>>>

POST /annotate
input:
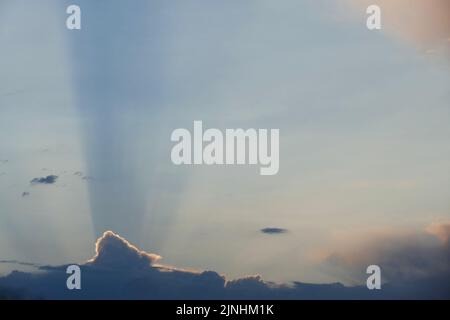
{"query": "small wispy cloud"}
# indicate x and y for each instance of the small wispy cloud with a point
(272, 230)
(44, 180)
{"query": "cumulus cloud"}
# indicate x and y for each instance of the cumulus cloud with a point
(119, 270)
(271, 230)
(44, 180)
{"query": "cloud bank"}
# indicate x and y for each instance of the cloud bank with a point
(119, 270)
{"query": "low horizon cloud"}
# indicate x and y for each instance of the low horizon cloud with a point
(119, 270)
(272, 230)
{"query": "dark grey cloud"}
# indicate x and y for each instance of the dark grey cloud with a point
(271, 230)
(44, 180)
(21, 263)
(119, 270)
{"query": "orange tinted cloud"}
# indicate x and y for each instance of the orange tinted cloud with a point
(424, 22)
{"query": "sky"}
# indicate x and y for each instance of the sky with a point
(363, 118)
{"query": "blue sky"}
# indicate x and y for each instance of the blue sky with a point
(363, 118)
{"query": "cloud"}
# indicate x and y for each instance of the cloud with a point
(21, 263)
(401, 257)
(423, 22)
(271, 230)
(45, 180)
(111, 250)
(119, 270)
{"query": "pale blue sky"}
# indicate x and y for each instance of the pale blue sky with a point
(364, 121)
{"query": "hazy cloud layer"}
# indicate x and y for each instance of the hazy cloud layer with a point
(271, 230)
(121, 271)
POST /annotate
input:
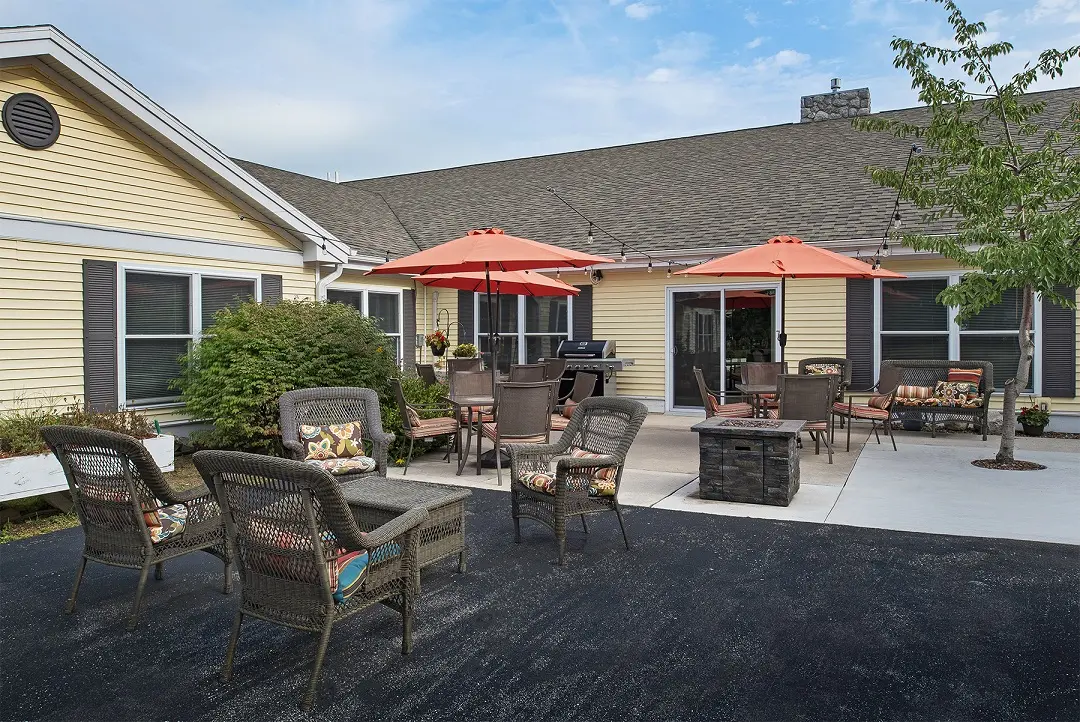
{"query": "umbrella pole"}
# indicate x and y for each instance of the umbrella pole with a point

<<<

WORK INSTRUCTIONS.
Your task is to copy the entries in full and exactly, without any images.

RESULT.
POST /annotate
input:
{"query": "small wispy cloud"}
# indicate x and y for each instance of the small wispy cloud with a point
(272, 230)
(44, 180)
{"query": "cumulus cloud"}
# indicate x and y for each instance of the cumulus cloud with a point
(119, 270)
(271, 230)
(44, 180)
{"query": "cloud bank"}
# indicate x and y for each instance of the cloud bank with a point
(119, 270)
{"query": "low horizon cloud"}
# indicate x and y for each instance of the low horizon cloud with a point
(119, 270)
(272, 230)
{"query": "dark grey cloud"}
# indicate x and y for each instance of the dark grey cloud with a point
(271, 230)
(44, 180)
(21, 263)
(119, 270)
{"query": "orange tinted cloud"}
# indicate x and y for each instance of the orange tinted cloud with a point
(424, 22)
{"query": "sky"}
# indicate x and y for each instance of the sky with a point
(363, 118)
{"query": "blue sky"}
# indicate x and y for each instance of the blue sky with a point
(363, 118)
{"query": "cloud"}
# indicate x and y for each instance of the cloud with a point
(21, 263)
(401, 257)
(423, 22)
(271, 230)
(45, 180)
(111, 250)
(119, 270)
{"query": "pale blue sky"}
# indicate x and y for each instance of the pale blue sky with a point
(364, 121)
{"query": "hazy cloud layer"}
# indicate x and y for each instance of the hazy cloud layer with a point
(271, 230)
(121, 271)
POST /annotate
input:
{"query": "umbrella pole"}
# indicate x and y for each instance of the umbrella pole with a point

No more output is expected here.